• **WHAT IS REQUIRED**
Below you will find a set of lines. Repeat them all exactly.

• **Source records**
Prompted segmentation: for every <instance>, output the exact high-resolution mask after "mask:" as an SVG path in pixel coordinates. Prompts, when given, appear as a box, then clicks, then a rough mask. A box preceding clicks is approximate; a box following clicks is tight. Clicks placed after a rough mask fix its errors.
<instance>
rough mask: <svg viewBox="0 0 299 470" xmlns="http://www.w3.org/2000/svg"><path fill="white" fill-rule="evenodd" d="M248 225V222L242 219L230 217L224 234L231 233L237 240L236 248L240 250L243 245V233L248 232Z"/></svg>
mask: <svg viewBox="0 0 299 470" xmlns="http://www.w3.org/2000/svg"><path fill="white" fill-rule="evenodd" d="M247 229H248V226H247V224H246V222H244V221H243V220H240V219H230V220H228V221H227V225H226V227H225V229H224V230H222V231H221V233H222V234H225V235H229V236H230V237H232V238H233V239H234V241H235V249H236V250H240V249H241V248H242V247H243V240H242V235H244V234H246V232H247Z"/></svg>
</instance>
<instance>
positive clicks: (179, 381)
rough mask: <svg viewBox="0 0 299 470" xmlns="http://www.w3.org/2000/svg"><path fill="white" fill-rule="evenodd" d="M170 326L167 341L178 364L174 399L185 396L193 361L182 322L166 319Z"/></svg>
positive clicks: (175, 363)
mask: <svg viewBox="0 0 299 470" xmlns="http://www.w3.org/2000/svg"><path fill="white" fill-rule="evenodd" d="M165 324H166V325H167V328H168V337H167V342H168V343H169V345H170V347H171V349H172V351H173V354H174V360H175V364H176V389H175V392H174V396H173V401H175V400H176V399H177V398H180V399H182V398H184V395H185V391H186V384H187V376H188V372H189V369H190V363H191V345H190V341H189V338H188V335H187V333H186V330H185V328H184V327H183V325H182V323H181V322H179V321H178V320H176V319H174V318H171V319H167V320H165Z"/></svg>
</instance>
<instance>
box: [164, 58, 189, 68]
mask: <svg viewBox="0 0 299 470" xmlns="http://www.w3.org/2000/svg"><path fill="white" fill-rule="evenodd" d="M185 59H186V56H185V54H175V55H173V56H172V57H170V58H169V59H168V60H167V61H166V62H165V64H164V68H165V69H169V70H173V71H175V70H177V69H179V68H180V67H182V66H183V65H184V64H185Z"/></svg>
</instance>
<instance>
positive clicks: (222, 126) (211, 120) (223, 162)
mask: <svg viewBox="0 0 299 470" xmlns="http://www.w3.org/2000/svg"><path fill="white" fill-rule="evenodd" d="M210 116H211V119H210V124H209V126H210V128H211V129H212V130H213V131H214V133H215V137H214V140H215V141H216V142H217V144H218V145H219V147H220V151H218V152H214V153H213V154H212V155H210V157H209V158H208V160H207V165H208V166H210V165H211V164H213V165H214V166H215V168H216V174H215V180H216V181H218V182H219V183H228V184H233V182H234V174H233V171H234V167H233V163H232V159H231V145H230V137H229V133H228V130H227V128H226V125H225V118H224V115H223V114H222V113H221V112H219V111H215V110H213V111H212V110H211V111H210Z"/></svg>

• **SOLUTION FOR THIS PROBLEM**
Prompted segmentation: for every <instance>, output the exact high-resolution mask after "mask:" as an SVG path in pixel coordinates. Prompts, when given, appear as a box, then clicks, then a rough mask. A box preceding clicks is approximate; a box following clicks is tight. Clicks placed after a rough mask fix its errors.
<instance>
rough mask: <svg viewBox="0 0 299 470" xmlns="http://www.w3.org/2000/svg"><path fill="white" fill-rule="evenodd" d="M248 225V222L242 219L230 217L224 234L231 233L237 240L236 248L240 250L243 245V233L248 232Z"/></svg>
mask: <svg viewBox="0 0 299 470" xmlns="http://www.w3.org/2000/svg"><path fill="white" fill-rule="evenodd" d="M247 229H248V226H247V224H246V222H244V221H243V220H240V219H230V220H228V221H227V225H226V227H225V229H224V230H222V231H221V233H222V234H225V235H229V236H230V237H232V238H233V239H234V241H235V249H236V250H240V249H241V248H242V247H243V240H242V235H244V234H246V232H247Z"/></svg>
</instance>
<instance>
positive clicks: (179, 381)
rough mask: <svg viewBox="0 0 299 470" xmlns="http://www.w3.org/2000/svg"><path fill="white" fill-rule="evenodd" d="M170 326L167 341L178 364L174 399L185 396L193 361L182 322L166 319Z"/></svg>
positive clicks: (175, 363)
mask: <svg viewBox="0 0 299 470" xmlns="http://www.w3.org/2000/svg"><path fill="white" fill-rule="evenodd" d="M165 324H166V325H167V328H168V337H167V342H168V343H169V345H170V347H171V349H172V351H173V354H174V360H175V364H176V389H175V392H174V396H173V401H175V400H176V399H177V398H180V399H182V398H184V395H185V391H186V384H187V376H188V372H189V369H190V363H191V345H190V341H189V338H188V335H187V333H186V330H185V328H184V327H183V325H182V323H181V322H179V321H178V320H176V319H174V318H171V319H167V320H165Z"/></svg>
</instance>
<instance>
box: [164, 58, 189, 68]
mask: <svg viewBox="0 0 299 470" xmlns="http://www.w3.org/2000/svg"><path fill="white" fill-rule="evenodd" d="M185 59H186V56H185V54H175V55H173V56H172V57H170V58H169V59H168V60H167V61H166V62H165V64H164V68H165V69H169V70H173V71H175V70H177V69H179V68H180V67H182V66H183V65H184V64H185Z"/></svg>
</instance>
<instance>
positive clicks: (222, 126) (211, 120) (223, 162)
mask: <svg viewBox="0 0 299 470" xmlns="http://www.w3.org/2000/svg"><path fill="white" fill-rule="evenodd" d="M210 116H211V119H210V124H209V126H210V128H211V129H212V130H213V131H214V133H215V137H214V140H215V141H216V142H217V144H218V145H219V147H220V151H218V152H214V153H213V154H212V155H210V157H209V158H208V160H207V165H208V166H210V165H211V164H213V165H214V166H215V168H216V174H215V180H216V181H218V182H219V183H228V184H233V182H234V174H233V171H234V167H233V163H232V159H231V145H230V137H229V133H228V130H227V128H226V125H225V118H224V115H223V114H222V113H221V112H219V111H215V110H213V111H212V110H211V111H210Z"/></svg>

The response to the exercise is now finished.